§ **Provided material**:
---

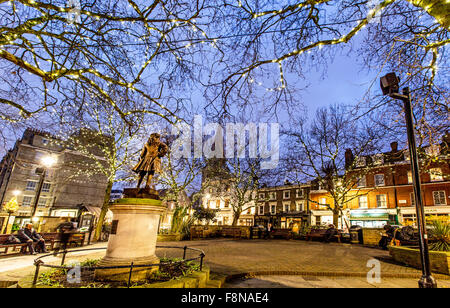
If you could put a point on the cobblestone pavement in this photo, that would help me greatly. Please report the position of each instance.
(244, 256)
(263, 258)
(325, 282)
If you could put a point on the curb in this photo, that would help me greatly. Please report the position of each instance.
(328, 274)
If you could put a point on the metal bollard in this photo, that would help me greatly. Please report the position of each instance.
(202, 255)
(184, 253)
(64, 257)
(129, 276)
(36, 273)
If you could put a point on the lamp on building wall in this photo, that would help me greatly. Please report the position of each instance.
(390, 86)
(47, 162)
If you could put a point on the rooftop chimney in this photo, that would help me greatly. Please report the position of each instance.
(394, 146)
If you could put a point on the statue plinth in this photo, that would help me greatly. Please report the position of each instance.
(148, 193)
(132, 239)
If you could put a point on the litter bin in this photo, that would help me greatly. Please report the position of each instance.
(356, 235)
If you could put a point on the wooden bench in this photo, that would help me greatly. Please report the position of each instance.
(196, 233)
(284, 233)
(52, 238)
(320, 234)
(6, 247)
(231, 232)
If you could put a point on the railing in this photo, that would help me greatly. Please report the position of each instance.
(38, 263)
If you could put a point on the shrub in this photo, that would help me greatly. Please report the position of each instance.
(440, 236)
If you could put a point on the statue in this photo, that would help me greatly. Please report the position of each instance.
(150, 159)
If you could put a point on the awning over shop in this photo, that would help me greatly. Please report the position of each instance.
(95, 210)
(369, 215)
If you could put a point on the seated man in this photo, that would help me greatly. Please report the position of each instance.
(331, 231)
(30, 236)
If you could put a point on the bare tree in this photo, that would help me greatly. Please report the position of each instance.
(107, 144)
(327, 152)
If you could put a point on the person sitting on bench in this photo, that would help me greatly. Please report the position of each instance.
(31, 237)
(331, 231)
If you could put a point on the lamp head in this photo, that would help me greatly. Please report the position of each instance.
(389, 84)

---

§ **Activity**:
Produce the entries again, word for word, without any of their pictures.

§ **Written answer**:
If you could put a point on the cobblestone pavement in this photo, that would help me greatly. Please report the position of each instance.
(244, 256)
(263, 258)
(325, 282)
If you could put a point on the curb in this photo, that would help me greatly. Please report the position of each instance.
(328, 274)
If you could put a point on the metal bollard in this photo, that would help me greatly. Please report the position of each instance.
(202, 255)
(184, 253)
(64, 257)
(129, 276)
(36, 273)
If you could put a point on the lamp on building wall in this photo, that would help me greatly. Please report the position of each instance.
(390, 86)
(47, 162)
If you could put a point on the rooftop chimney in this photo, that would help me greatly. Please report the position of each instance.
(394, 146)
If you could put a point on the statue plinth in this photo, that would help me greatly. Please report the position of each instance.
(148, 193)
(132, 239)
If you could put a point on the litter bin in this photo, that would help me greatly. Please report the position of each instance.
(356, 235)
If you could put a point on the wooden bench in this photo, that would help me greatly. Please report the position of each instance.
(196, 233)
(284, 233)
(52, 238)
(320, 234)
(6, 247)
(231, 232)
If you could put a point on the railing in this photo, that would help me greatly. Please report the position of each instance.
(38, 263)
If you could put a point on the shrub in this photo, that would help me greatly. Please report the position of each instance.
(440, 236)
If you could put a point on the statue in this photo, that would help me greatly. Please report the position of each instance.
(150, 159)
If you could put a point on the awning over shop in this photo, that would help me greatly. Please report the position of each instance.
(95, 210)
(369, 215)
If you could put a point on the seated man in this photo, that would help me greatly. Please report the position of each instance.
(331, 231)
(30, 236)
If you could put a point on the bare tree in this photo, that would help me greatly. Please report the position of each instance.
(107, 144)
(327, 152)
If you could put a point on the person sitting on bench in this photo, that would help me greatly. Please report the position of each instance.
(31, 237)
(331, 231)
If you could put a point on the lamp head in this photo, that would help me greatly. Please report the position of each instance.
(389, 84)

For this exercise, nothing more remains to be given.